+++ RECORD EXCERPTS +++

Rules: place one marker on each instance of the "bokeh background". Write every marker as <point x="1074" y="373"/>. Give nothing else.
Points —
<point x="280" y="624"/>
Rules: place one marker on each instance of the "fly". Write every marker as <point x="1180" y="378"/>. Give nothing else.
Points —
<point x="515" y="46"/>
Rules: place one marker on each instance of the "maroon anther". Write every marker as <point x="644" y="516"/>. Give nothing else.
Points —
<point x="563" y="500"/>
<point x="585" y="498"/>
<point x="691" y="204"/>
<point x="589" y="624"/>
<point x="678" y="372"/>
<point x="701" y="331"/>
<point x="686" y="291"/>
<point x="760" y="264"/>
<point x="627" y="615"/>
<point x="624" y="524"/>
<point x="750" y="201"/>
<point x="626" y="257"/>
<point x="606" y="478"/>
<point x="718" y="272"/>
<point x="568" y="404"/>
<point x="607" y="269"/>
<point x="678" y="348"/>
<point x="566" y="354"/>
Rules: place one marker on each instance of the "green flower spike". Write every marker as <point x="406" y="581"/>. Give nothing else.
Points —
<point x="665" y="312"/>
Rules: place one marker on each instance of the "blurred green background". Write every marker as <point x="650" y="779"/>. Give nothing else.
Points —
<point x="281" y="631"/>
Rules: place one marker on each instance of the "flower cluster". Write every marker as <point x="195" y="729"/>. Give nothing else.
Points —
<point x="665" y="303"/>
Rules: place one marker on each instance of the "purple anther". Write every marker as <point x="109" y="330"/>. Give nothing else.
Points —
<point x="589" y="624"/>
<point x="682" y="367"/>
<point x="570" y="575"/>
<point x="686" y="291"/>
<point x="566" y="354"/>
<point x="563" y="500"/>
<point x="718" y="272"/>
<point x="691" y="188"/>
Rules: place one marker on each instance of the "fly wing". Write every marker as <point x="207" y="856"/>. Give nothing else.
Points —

+++

**WHAT TO WORK ON**
Write out the full listing, keeping every line exactly as it is.

**OUTPUT OF THE EXERCISE**
Rules: place one marker on each instance of the "bokeh background". Write every marker as <point x="1074" y="373"/>. Give nothing else.
Points —
<point x="280" y="624"/>
Rules: place one marker on each instance of the "fly". Write every marker as <point x="1180" y="378"/>. Give nothing else.
Points —
<point x="515" y="46"/>
Rules: place one marker on each instance of the "maroon anther". Write every marker as <point x="644" y="516"/>. Give nothing else.
Points —
<point x="563" y="500"/>
<point x="585" y="498"/>
<point x="691" y="204"/>
<point x="589" y="624"/>
<point x="678" y="372"/>
<point x="701" y="331"/>
<point x="686" y="291"/>
<point x="760" y="264"/>
<point x="627" y="615"/>
<point x="624" y="524"/>
<point x="750" y="201"/>
<point x="626" y="257"/>
<point x="606" y="478"/>
<point x="718" y="272"/>
<point x="568" y="404"/>
<point x="607" y="269"/>
<point x="678" y="348"/>
<point x="566" y="354"/>
Rules: place one marker on each instance of the "green flower spike". Write every marker as <point x="406" y="581"/>. Give nothing else.
Points —
<point x="665" y="312"/>
Rules: place one marker on each instance of the "blurred green background". Write every marker as <point x="650" y="779"/>. Give nothing else.
Points —
<point x="281" y="631"/>
Rules: place one marker on each instance of the "flower cluster". Write every marker as <point x="195" y="729"/>. Give nothing else.
Points —
<point x="665" y="303"/>
Rules: place one marker on each instance of the "purple anther". Write every marker as <point x="109" y="330"/>. Give nothing else.
Points —
<point x="589" y="624"/>
<point x="682" y="367"/>
<point x="570" y="575"/>
<point x="686" y="291"/>
<point x="566" y="354"/>
<point x="563" y="500"/>
<point x="718" y="272"/>
<point x="691" y="188"/>
Rules: place one marker on each instance of the "fly wing". Write every marker as <point x="207" y="856"/>. Give nothing else.
Points —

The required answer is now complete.